» **Text excerpt**
##########

NHS England has approved funding for further 160 surgery-based pharmacist posts.
It means that the total of clinical pharmacists working across more than 3,200 GP practices will increase from around 580 to more than 1,100, covering a population of nearly 34 million patients.
A pilot programme to get pharmacists to work in general practice was initially launched in July 2015 but after a few months, funding rose from the initial £15m to £31m, which benefited around 700 practices.
Given the popularity of the programme, a new central investment of £112m was implemented with the General Practice Forward View (GPFV), to guarantee those practices initially not in the pilot would benefit from the scheme. The programme is set to bring a further 1,500 pharmacists in general practice by 2020.
Practices that have a clinical pharmacist allow their GPs to spend more time dealing with patients with greatest needs.
According to a NHS England case study, one practice in Devon managed to reduce the need for GP appointments by 30% and save around 400 hours of GP time per year by having a clinical pharmacist on site.
GP and NHS England director of primary care Dr Arvind Madan said: ‘The clinical pharmacist programme has proven to be a hugely popular with practices, patients and pharmacists themselves.
‘Clinical pharmacists have a wealth of knowledge and skills to offer great patient care, in a more convenient way and are also taking some of the pressure off GPs, particularly at this time of year when we know demand is even greater than usual.’

##########

» **Data provided**

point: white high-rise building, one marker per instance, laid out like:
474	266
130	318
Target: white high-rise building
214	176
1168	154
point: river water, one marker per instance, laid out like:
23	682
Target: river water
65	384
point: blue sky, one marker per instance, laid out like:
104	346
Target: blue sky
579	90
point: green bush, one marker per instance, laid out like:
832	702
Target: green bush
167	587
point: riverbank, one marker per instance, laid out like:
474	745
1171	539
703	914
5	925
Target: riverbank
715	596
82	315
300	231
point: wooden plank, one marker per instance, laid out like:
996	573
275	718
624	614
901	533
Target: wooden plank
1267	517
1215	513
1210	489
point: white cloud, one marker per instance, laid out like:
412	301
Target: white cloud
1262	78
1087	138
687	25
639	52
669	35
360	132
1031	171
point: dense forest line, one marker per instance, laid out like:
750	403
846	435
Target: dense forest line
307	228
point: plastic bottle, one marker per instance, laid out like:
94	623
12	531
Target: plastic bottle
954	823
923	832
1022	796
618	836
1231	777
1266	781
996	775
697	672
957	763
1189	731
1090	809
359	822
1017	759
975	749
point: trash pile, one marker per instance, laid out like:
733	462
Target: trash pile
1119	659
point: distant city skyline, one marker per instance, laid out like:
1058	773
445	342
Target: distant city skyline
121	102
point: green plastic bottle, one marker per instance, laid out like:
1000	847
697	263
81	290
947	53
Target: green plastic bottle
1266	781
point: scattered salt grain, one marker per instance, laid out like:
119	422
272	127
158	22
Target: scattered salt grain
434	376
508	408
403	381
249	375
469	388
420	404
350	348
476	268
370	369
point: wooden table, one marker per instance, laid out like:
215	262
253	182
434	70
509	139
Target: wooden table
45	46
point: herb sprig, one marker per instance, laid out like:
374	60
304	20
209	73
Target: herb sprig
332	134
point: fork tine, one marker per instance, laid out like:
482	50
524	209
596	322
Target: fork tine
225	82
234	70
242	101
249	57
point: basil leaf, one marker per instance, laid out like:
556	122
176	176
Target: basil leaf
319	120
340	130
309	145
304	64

##########

» **Study questions**
1. From the article on NHS pharmacist funding, return the passage beginning at the words "It means that" and ending after "with greatest needs.".
2. In the article on NHS pharmacist funding, how many hours of GP time per year did the Devon practice save by having a clinical pharmacist on site?
You can ignore the entries.

» **Answer set**
1.
It means that the total of clinical pharmacists working across more than 3,200 GP practices will increase from around 580 to more than 1,100, covering a population of nearly 34 million patients.
A pilot programme to get pharmacists to work in general practice was initially launched in July 2015 but after a few months, funding rose from the initial £15m to £31m, which benefited around 700 practices.
Given the popularity of the programme, a new central investment of £112m was implemented with the General Practice Forward View (GPFV), to guarantee those practices initially not in the pilot would benefit from the scheme. The programme is set to bring a further 1,500 pharmacists in general practice by 2020.
Practices that have a clinical pharmacist allow their GPs to spend more time dealing with patients with greatest needs.

2. About 400 hours a year.